(Beginning of Dataset content)
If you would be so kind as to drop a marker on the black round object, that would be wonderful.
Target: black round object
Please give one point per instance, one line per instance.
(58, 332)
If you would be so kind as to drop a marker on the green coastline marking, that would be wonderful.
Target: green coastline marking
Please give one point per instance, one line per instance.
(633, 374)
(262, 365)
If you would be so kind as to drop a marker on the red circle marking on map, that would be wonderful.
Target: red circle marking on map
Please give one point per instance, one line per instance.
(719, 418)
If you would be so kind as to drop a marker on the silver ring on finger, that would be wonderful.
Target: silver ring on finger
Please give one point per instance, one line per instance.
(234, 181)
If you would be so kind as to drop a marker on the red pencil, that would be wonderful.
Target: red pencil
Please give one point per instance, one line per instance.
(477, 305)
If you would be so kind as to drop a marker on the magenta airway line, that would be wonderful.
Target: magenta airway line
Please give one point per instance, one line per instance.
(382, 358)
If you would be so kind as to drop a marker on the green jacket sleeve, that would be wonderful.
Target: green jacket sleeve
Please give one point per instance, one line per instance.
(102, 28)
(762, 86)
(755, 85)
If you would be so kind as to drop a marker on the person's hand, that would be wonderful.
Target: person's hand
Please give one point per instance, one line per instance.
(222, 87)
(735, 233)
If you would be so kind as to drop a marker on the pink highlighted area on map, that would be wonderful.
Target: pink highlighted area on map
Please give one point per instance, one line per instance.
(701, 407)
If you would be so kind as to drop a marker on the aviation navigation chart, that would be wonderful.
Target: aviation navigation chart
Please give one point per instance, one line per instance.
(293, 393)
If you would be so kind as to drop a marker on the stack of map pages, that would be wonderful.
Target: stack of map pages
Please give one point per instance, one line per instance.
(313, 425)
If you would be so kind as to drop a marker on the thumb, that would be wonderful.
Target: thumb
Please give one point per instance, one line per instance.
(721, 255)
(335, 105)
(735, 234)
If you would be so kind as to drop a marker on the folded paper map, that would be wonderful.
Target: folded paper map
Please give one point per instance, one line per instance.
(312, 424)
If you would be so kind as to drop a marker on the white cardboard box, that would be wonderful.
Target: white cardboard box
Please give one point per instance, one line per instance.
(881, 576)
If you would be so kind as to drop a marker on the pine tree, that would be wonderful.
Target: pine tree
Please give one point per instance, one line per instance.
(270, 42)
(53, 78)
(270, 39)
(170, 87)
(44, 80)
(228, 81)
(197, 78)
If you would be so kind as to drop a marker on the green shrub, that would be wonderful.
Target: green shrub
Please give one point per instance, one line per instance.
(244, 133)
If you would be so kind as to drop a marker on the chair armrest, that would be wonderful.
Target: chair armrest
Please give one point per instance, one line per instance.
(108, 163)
(End of Dataset content)
Work to be completed — Starting at the line that contains "Target: chair armrest", restate word for word every line through the last one in the records above. Return nothing else.

Task output —
Target: chair armrest
Please give one point per instance, one line per instance.
(108, 163)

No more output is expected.